Material to process |
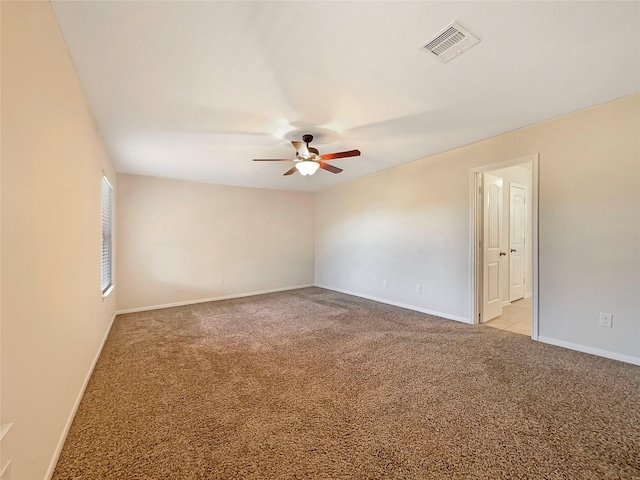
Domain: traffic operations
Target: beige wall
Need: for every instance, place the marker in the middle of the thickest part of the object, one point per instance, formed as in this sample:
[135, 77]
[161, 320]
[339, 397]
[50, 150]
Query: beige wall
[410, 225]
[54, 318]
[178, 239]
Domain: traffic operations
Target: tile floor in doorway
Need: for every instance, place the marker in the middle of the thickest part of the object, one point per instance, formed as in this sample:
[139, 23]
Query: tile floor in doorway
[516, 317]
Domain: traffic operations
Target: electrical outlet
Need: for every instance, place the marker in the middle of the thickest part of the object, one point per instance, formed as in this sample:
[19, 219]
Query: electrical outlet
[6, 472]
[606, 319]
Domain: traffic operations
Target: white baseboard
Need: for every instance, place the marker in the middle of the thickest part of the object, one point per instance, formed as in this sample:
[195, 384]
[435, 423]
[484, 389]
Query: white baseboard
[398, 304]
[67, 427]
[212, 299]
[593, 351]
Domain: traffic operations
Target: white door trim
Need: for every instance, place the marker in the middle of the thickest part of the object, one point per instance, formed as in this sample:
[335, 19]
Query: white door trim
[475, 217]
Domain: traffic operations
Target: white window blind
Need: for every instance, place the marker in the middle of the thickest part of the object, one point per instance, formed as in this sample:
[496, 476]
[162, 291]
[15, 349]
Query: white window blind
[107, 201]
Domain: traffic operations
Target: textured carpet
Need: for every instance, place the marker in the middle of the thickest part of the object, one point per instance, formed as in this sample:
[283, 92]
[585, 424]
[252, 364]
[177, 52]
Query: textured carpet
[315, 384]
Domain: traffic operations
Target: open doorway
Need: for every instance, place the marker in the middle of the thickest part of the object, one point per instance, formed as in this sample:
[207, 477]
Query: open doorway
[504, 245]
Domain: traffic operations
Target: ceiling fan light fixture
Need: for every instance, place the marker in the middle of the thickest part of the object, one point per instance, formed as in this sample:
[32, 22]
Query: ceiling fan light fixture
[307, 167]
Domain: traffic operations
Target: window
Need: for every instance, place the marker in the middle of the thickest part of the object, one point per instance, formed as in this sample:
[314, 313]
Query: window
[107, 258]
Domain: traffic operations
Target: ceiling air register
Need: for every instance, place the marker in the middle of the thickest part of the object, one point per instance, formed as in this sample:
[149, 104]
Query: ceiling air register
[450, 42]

Exercise description |
Extract all the entries word for word; omit any pictures.

Worked answer |
Domain: traffic operations
Target: beige wall
Need: for every instance, place the marker in the middle of the thickest part of the object, one point per instance, formed as in this sample:
[135, 77]
[161, 320]
[339, 397]
[50, 150]
Query: beige wall
[410, 225]
[54, 318]
[178, 239]
Domain: traffic operations
Target: tile floor in doorway
Need: for every instance, place the marker in the middle of the thickest part of the object, one point per instance, formed as in this sample:
[139, 23]
Query: tile floor in doorway
[516, 317]
Domain: traffic operations
Target: electrical outlet
Need: for every instance, place the marker in the middle of the thickest part of the object, one point per instance, formed as in this sample:
[19, 219]
Query: electrical outlet
[6, 472]
[606, 319]
Domain: traffic operations
Target: white baseboard
Need: for every instance, place the marker in the middle of the thickest part of the object, one point per instance, formed as in this sample:
[195, 384]
[435, 423]
[484, 389]
Query: white baseboard
[398, 304]
[67, 427]
[212, 299]
[593, 351]
Domain: traffic operations
Target: white door trim
Need: for every instance, place the marker in the middle of the thickest part of the object, one point per instance, formed as in this sample:
[335, 19]
Query: white door trim
[475, 217]
Domain: traffic operations
Target: white window blind
Need: for every instance, place the marker in the middle of the thickest part of the object, one point per instance, formed as in this sample:
[496, 476]
[162, 291]
[15, 349]
Query: white window blind
[107, 201]
Domain: traffic operations
Target: textured carpet
Need: for every instance, place the marker in the middle of the thickest part of the object, one point per instance, formed as in this sample:
[283, 92]
[585, 424]
[252, 364]
[177, 52]
Query: textured carpet
[315, 384]
Domain: traffic operations
Target: open doorway
Need: for every instance, place the marker in the middle of the thickest part of the object, one point per instance, formed as in this sample:
[207, 477]
Query: open doorway
[504, 245]
Domain: traffic operations
Target: ceiling fan light fixture
Need: for every instance, place the marker in the middle of the thickest part of the object, one point per instance, formed as in this sample:
[32, 22]
Query: ceiling fan light fixture
[307, 167]
Domain: traffic operations
Target: window
Need: for every instance, place the marker in the middle of the thickest part of the object, one point per instance, formed as in this sample:
[314, 313]
Query: window
[107, 258]
Domain: traffic operations
Target: ceiling air register
Need: for every instance, place the marker in the middle of the thickest part of the object, one point per instance, formed as in this sample:
[149, 104]
Query: ceiling air register
[450, 42]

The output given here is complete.